[PROBLEM TO SOLVE]: Repeat the records below exactly, leaving out any pictures.

Coordinate labeling data
:::

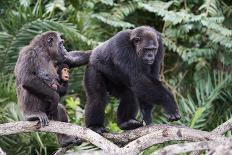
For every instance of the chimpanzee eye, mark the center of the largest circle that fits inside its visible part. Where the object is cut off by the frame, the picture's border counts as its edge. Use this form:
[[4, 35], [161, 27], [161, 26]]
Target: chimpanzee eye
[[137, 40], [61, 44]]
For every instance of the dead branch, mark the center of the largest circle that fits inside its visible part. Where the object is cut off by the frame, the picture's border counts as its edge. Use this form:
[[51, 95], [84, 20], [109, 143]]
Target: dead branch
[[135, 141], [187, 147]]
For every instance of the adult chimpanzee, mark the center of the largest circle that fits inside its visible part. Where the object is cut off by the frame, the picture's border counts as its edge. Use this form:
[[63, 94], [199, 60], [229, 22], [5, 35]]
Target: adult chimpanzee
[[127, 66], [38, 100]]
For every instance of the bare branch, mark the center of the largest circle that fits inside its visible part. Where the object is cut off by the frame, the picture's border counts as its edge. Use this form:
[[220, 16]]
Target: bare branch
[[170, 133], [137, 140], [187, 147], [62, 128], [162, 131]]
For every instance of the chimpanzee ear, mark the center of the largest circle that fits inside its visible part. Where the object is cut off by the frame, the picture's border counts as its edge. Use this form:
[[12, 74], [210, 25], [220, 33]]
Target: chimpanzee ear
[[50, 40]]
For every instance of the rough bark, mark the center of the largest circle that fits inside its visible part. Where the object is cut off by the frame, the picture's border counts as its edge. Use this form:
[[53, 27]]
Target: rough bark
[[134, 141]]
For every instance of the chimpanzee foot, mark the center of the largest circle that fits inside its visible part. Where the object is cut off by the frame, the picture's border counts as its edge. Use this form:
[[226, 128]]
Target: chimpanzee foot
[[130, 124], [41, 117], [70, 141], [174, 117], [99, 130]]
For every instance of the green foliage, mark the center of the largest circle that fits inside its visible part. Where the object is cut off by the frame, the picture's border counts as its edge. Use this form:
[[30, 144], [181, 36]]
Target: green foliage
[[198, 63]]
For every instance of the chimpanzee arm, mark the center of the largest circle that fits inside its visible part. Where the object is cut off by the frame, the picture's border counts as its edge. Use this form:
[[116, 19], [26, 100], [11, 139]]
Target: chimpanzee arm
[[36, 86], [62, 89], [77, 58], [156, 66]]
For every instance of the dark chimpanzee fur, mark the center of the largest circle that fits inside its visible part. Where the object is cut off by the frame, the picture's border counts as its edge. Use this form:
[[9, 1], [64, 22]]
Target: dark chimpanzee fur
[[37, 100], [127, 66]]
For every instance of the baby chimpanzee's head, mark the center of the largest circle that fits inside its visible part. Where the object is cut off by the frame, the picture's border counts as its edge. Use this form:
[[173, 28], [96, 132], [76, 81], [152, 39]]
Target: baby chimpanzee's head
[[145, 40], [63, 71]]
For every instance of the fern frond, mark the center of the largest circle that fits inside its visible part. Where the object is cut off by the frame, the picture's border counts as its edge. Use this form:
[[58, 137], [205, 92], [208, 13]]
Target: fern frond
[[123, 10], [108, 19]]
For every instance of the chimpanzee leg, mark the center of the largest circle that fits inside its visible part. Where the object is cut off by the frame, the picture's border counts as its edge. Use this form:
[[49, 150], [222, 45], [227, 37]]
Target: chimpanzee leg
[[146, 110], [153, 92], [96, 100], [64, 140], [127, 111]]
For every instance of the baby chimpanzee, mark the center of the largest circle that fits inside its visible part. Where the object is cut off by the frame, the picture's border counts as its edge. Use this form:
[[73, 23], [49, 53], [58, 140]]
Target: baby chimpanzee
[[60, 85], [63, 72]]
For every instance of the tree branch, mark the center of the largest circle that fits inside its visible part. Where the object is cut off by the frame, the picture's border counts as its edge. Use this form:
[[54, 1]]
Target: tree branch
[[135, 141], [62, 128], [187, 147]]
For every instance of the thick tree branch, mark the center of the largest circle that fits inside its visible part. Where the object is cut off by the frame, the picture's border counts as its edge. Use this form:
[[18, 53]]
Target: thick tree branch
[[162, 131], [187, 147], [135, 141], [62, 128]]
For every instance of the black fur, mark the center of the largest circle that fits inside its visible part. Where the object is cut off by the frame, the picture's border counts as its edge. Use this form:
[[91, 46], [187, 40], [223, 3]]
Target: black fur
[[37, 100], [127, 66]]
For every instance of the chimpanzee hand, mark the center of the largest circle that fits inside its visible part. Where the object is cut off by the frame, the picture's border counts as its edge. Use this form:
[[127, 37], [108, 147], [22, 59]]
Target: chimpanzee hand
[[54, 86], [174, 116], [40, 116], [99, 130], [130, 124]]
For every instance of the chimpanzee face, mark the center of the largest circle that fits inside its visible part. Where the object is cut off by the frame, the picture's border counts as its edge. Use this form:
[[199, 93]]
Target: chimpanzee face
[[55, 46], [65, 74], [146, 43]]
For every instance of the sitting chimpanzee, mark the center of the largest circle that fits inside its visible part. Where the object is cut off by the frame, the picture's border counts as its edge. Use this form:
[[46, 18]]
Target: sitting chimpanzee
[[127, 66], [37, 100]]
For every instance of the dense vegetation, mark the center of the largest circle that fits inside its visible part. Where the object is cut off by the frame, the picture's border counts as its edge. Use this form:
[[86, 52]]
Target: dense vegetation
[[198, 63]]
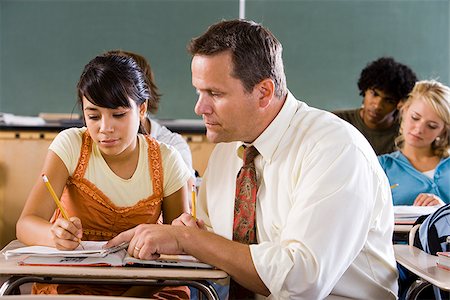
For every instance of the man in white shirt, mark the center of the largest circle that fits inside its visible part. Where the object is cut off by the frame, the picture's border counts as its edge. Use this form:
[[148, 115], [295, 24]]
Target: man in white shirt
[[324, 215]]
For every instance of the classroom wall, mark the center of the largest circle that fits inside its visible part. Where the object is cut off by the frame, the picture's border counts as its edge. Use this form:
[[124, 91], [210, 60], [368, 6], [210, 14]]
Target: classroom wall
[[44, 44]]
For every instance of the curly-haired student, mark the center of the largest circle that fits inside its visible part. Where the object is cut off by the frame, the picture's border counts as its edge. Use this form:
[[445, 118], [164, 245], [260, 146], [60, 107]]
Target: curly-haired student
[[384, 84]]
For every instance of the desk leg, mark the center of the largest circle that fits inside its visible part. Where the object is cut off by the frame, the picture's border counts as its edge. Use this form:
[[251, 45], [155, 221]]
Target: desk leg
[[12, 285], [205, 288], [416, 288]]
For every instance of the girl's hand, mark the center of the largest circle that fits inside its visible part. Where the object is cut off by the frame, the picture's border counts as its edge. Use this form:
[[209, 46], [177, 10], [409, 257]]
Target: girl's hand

:::

[RESULT BELOW]:
For every instance of the chimpanzee eye, mark the center of the largest circle that fits inside its visible part. Where the object is cut off by the frame, the picture's border counts as its edge. Use this form:
[[4, 35], [161, 27], [161, 26]]
Target: chimpanzee eye
[[137, 40], [61, 44]]
For every instance of the dead branch, mark the center of the largest circle that fits inside its visible part. Where the object is cut off by the frame, the picture's border counts as its edge. Use this form:
[[51, 95], [84, 20], [109, 143]]
Target: dead branch
[[135, 141], [187, 147]]
For every instance of the adult chimpanzee, mark the center of the largest circle that fits inside its visible part. Where the object is cut off by the frame, the picture's border counts as its edge. Use this form:
[[63, 94], [199, 60], [229, 22], [5, 35]]
Target: adult chimpanzee
[[127, 66], [38, 100]]
For every instance of the bare branch, mark the center of the largest circle that fits inside its visible part. Where the object is cut off by the frame, the picture's border counts as its edge. Use this form:
[[220, 16]]
Target: bare branch
[[170, 133], [137, 140], [187, 147], [62, 128], [162, 131]]
For every instance of the chimpanzee ear, mark the center of the largest circle that fits inside its visible part. Where the object is cut off by the frame, the picture's border counts as its edge. Use this form:
[[12, 74], [210, 25], [220, 33]]
Target: chimpanzee ear
[[50, 40]]
For every instance of the rough bark, mark the center of the largest circle that fits inside its visible part. Where the object is cut off by the frame, the picture's border counts as its edge. Use this form:
[[53, 27]]
Target: rough bark
[[134, 141]]
For every instance of the chimpanzee foot, mark the center of the largest circle that fits inside its visible part. Where the object is cut off by the frame, the picture's border counts as its edge. Use this form:
[[226, 128]]
Target: chimpanzee foot
[[130, 124], [41, 117], [70, 141], [174, 117], [99, 130]]
For every instance of the green foliage, mark the center of the largest circle that fits inside its visible part. Where the object is cut off by the frame, the picture's border counts as its edge. Use this form:
[[30, 144], [181, 36]]
Target: green foliage
[[198, 63]]
For every instance of the chimpanzee arm, mark the center of the largest circle that fits inside its visible part. Where the object is cut off by the frame, the picture's border counts as its edge. Use this form:
[[116, 19], [26, 100], [11, 139]]
Target: chimpanzee arm
[[36, 86], [62, 89], [77, 58], [156, 66]]
For every instance of the dark chimpanzee fur, mark the center of the largest circle that fits inside its visible part. Where the object is cut off by the frame, the picture's border counts as its edge. Use this form:
[[9, 1], [64, 22]]
Target: dark chimpanzee fur
[[37, 100], [127, 66]]
For every instance of the baby chimpanzee's head, mark the center of the largest circle that fits inside its visible part. Where the object is cut off by the frame, the picture's border counts as its edge. Use this form:
[[173, 28], [96, 132], [76, 81], [152, 39]]
Target: baby chimpanzee's head
[[145, 40], [63, 71]]
For every instance of the fern frond, mark the center of the largest circle that fits inside its visible part. Where the object is cut off by the frame, the picture's border counts as its edge. Use this form:
[[58, 137], [205, 92], [208, 13]]
Target: fern frond
[[123, 10], [108, 19]]
For every instance of the chimpanzee leg, mark the center of the largest circle that fits inside its visible part. Where the object is cut off by the frame, the picture's border counts as its edge. Use this form:
[[49, 150], [222, 45], [227, 37]]
Target: chimpanzee leg
[[146, 110], [153, 92], [96, 100], [64, 140], [127, 111]]
For every instance of the baby chimpanzee, mark the center of the largest circle that fits inside its visible part. Where the object is cut off by the frame, the picture's border counts as its edge. Use this form:
[[73, 23], [49, 53], [58, 140]]
Target: baby chimpanzee
[[60, 85], [63, 72]]
For every instance of the tree branch, mark the center of the largest circle that fits inside its visible part. Where the object is cut off by the frame, the picture's border counts as its edge. Use this form:
[[54, 1]]
Target: tree branch
[[135, 141], [62, 128], [187, 147]]
For every instance of the thick tree branch, mark the center of the largest circle that fits inside its visible part. Where the object is cut off by the frame, the picture's border counts as its edge. Use this form:
[[18, 53]]
Target: thick tree branch
[[162, 131], [187, 147], [135, 141], [62, 128]]
For every instance of the black fur, mark the center of the largest circle that fits inside its visible part. Where the object is cut off by the frame, the picture's border counts as its edge. Use this form:
[[91, 46], [187, 40], [223, 3]]
Target: black fur
[[37, 100], [127, 66]]
For every instance of the chimpanzee hand, mark the center of the largest circle that fits inside its visible part. Where the object is cut off by the frame, the picture's border counts as its edge. Use this form:
[[127, 37], [108, 147], [22, 59]]
Target: chimpanzee hand
[[54, 86], [174, 116], [40, 116], [99, 130], [130, 124]]
For every instance of the chimpanzee face, mark the center of the largest circle that fits inside its visible part. Where the object is cut off by the frame, the picture's border counts as its edge. Use this form:
[[199, 93]]
Target: chimpanzee face
[[55, 46], [65, 74], [146, 43]]
For every instance of the sitting chimpanzee, mark the center of the largest circle that fits inside its visible part. Where the object is cut off by the frame, the picture's border counts as its edge. Use this form:
[[46, 18]]
Target: sitting chimpanzee
[[127, 66], [37, 100]]
For every instance of the dense vegetation, mark the center of the largest circle that fits inside its visible part. Where the object is cut off by the frame, the picture's border counts as its edge. Use this form:
[[86, 52]]
Target: dense vegetation
[[198, 63]]
For every instance of the man in white shirt, mark the center of the largest circle that fits inside its visible part. Where the object is cut off by the frame, the picture's border counts as its edge. Use this form:
[[148, 115], [295, 24]]
Target: man in white shirt
[[324, 215]]
For every instance of the classroom wall, mark the center of the largest circle that fits inside its visible part. Where the object is cut off by the frame, the picture's border counts as its edge. Use this form:
[[124, 91], [210, 60], [368, 6], [210, 14]]
Target: classroom wall
[[44, 44]]
For every instance of the curly-haired student, mark the center of the largest circle that fits inside its visible part. Where the object is cut off by the frame, the picture's border counts as its edge. Use this form:
[[445, 118], [164, 245], [260, 146], [60, 107]]
Target: curly-haired student
[[384, 84]]
For every instance of the desk leg, mark the center of the largest circle that fits inside its visible part. Where the object is cut off by the frame, the picture's border counts as its edge. Use this form:
[[251, 45], [155, 221]]
Target: desk leg
[[12, 285], [205, 288], [416, 288]]
For every instance of the girl's hand, mark the center of the largest circle that fits inside its visible part. Where the object is cut off by the frame, the picture's border counts as its edge. Use this form:
[[209, 46], [177, 10], [409, 257]]
Target: girl's hand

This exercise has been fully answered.